■ Brano del documento:
4. La Corte territoriale ha richiamato la giurisprudenza, propria e di questa Corte, che, con riguardo alla retribuzione dovuta nel periodo di godimento delle ferie annuali, ai sensi dell'art. 7 della Direttiva 2003/88/CE, per come interpretata dalla Corte di Giustizia, ha ritenuto che sussiste una nozione europea di retribuzione che comprende qualsiasi importo pecuniario che si ponga in rapporto di collegamento all'esecuzione delle mansioni e che sia correlato allo status personale e professionale del lavoratore; ha ribadito che occorre verificare se la retribuzione corrisposta possa costituire una dissuasione dal godimento delle ferie, e in tale prospettiva ha accertato che una sensibile diminuzione è effettivamente idonea a dissuadere i lavoratori dal beneficiarne; ha confermato l'accertamento della stretta connessione tra le indennità in questione e le mansioni e lo status dei lavoratori.
5. La società ha proposto ricorso per cassazione con nove motivi, cui hanno resistito con controricorso i lavoratori; entrambe le parti hanno depositato memorie e discusso la causa all'odierna udienza.
6. il P.G. ha concluso per il rigetto del ricorso.
Diritto
1. Parte ricorrente deduce, con il primo motivo, in tema di corretta interpretazione delle sentenze della CGUE, violazione e falsa applicazione dell'art. 7 della Direttiva CE 88/2003 e degli artt. 1362 ss. c.c. in relazione agli artt. 31 Contratto Aziendale 2012 e 31 Contratto Aziendale 2016. Sostiene che la Corte di merito ha erroneamente applicato i principi sanciti dalla giurisprudenza comunitaria, in quanto non ha considerato che per le giornate di servizio la IUP è quantificata in due diverse ed alternative misure del medesimo compenso in relazione alle diverse modalità di erogazione della prestazione, entrambe tipiche del Capo Treno/Capo Servizi Treno, che per le giornate di ferie l'indennità è riconosciuta in una delle misure riconosciute al personale in servizio per attività svolte tipiche del Capo Treno/Capo Servizi Treno, che tale riconoscimento è quindi conforme al principio di tendenziale corrispondenza tra retribuzione percepita in servizio e retribuzione percepita in ferie.

■ Sfida A: Indica solo il numero di righe delle voci qui sotto che contengono la parola "branch", distinguendo tra maiuscole e minuscole.

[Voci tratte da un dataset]

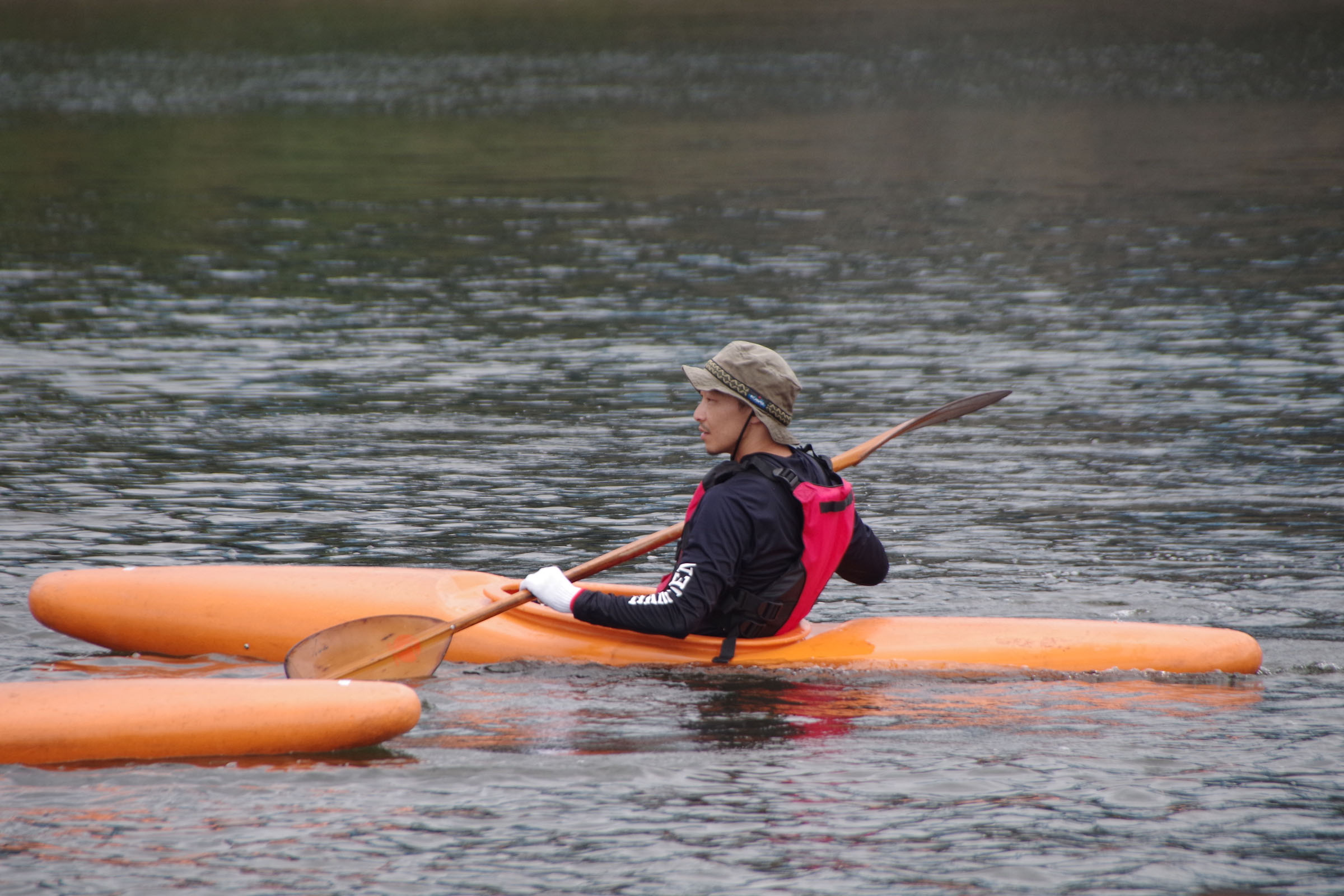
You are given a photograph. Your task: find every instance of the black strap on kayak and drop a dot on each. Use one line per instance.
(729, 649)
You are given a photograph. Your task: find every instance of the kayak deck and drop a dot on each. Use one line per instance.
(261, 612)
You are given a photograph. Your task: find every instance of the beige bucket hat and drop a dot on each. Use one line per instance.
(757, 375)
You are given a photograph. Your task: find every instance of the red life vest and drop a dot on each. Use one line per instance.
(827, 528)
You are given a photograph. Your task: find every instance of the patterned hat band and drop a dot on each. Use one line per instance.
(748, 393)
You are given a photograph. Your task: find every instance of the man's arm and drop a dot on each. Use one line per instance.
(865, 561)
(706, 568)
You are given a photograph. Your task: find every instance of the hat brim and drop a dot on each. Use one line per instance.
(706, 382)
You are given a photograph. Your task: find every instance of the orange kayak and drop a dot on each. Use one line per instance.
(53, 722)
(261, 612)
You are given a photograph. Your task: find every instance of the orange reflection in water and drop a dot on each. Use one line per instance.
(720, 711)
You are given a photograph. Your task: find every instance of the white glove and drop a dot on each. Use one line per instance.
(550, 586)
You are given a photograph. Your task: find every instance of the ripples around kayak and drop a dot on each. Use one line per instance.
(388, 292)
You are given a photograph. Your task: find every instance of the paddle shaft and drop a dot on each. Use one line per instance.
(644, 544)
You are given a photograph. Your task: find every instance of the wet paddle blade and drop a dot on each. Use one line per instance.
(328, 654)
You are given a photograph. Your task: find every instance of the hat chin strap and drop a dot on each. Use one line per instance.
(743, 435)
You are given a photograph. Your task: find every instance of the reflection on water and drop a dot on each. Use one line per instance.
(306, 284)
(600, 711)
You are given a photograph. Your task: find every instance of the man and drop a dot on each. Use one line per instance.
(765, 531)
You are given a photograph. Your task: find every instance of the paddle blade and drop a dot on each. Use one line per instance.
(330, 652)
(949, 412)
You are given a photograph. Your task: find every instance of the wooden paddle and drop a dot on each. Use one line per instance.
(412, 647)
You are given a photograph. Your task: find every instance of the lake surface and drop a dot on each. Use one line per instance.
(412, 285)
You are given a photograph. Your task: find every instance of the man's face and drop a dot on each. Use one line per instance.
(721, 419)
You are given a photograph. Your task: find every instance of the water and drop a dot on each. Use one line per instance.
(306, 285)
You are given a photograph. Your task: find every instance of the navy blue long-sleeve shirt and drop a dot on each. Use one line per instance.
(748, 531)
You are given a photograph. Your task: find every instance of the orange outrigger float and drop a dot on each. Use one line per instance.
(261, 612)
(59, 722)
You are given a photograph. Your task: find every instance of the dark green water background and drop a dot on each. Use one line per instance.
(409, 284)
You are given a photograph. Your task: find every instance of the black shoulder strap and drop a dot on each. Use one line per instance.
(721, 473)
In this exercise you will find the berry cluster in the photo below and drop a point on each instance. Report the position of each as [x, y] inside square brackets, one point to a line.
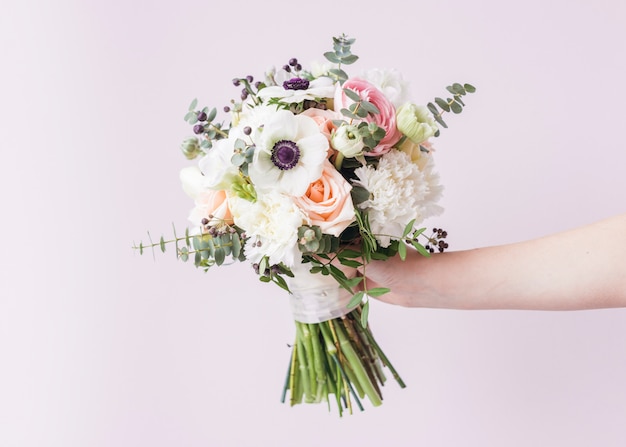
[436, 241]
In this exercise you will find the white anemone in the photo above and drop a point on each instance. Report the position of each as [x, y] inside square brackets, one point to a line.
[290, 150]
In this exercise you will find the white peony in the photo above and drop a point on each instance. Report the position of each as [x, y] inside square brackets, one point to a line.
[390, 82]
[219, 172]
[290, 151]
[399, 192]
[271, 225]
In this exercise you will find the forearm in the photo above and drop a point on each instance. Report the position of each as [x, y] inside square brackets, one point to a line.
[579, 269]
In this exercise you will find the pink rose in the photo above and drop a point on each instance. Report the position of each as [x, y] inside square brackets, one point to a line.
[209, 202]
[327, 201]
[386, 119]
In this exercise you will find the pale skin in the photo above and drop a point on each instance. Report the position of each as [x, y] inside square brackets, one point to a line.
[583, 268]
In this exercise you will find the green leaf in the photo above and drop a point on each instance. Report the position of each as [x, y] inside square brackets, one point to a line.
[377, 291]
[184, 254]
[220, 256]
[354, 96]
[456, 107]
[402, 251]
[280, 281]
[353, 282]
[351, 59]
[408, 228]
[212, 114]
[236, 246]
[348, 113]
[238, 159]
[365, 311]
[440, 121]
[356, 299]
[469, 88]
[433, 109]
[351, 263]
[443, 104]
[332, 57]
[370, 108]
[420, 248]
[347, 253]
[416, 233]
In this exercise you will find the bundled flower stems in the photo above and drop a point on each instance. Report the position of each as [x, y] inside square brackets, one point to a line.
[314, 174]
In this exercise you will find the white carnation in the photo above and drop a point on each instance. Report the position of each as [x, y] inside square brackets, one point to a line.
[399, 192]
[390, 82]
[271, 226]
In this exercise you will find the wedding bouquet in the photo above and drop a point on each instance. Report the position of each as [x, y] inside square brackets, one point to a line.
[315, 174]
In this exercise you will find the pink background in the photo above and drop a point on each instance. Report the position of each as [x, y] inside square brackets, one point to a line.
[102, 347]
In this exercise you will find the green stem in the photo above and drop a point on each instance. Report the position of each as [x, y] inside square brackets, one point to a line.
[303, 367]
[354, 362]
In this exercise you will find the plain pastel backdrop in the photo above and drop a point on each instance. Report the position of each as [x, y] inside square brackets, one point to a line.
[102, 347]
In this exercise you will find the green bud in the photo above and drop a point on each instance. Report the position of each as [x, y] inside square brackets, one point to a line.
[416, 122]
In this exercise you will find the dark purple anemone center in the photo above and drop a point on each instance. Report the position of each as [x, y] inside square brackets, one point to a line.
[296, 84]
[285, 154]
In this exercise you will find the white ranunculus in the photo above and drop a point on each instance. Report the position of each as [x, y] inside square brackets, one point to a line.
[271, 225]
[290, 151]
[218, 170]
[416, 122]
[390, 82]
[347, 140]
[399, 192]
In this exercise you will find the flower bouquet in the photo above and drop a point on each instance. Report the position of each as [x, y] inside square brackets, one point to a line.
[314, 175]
--
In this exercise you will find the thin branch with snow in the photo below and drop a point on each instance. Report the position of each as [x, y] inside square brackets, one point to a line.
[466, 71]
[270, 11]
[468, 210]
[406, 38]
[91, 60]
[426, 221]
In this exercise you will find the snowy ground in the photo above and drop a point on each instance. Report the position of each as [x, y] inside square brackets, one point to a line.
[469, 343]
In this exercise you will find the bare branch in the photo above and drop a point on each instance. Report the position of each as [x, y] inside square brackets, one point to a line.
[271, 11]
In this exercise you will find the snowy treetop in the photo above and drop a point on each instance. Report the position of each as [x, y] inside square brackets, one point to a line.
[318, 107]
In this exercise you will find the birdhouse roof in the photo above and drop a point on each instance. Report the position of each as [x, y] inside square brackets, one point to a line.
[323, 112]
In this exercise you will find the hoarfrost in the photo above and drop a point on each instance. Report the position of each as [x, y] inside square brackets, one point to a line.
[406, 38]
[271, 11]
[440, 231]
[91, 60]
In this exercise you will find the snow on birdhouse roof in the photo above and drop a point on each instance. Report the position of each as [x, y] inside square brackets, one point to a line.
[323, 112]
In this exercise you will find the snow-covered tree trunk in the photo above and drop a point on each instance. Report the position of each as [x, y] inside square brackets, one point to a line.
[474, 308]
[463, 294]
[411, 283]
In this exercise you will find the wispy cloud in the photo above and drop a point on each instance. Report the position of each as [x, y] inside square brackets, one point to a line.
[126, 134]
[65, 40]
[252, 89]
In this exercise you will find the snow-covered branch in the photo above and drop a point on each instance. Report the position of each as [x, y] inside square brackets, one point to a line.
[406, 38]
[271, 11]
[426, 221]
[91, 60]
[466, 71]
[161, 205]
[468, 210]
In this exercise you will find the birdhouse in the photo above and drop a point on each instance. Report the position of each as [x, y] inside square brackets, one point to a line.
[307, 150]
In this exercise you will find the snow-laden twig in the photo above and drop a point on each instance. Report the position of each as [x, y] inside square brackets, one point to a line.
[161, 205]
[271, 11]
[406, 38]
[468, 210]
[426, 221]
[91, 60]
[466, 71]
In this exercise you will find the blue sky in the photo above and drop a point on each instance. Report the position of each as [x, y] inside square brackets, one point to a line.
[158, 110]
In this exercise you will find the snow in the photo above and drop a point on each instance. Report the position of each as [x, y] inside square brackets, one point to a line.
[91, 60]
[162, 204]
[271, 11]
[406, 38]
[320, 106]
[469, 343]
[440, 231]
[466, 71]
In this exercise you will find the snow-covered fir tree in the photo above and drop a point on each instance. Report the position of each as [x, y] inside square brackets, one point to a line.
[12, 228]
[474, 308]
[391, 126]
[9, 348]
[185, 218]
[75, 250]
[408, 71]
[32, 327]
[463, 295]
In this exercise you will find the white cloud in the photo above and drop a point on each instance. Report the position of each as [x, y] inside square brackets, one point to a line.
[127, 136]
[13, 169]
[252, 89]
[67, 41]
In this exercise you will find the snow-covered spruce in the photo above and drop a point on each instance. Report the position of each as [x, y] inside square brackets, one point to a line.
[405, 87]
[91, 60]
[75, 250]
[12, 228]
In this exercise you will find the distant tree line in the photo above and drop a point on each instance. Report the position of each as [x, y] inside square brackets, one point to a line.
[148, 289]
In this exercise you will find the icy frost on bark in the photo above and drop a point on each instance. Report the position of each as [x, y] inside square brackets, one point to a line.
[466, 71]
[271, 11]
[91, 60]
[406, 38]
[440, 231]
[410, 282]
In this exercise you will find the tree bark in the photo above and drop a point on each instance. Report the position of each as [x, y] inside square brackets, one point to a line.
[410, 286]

■ Sfida B: Copia dal brano del documento, senza alcuna modifica, il passo che va da "5. La società" a "causa all'odierna udienza.".

■ Soluzione svolta A: 3

■ Soluzione svolta B:
5. La società ha proposto ricorso per cassazione con nove motivi, cui hanno resistito con controricorso i lavoratori; entrambe le parti hanno depositato memorie e discusso la causa all'odierna udienza.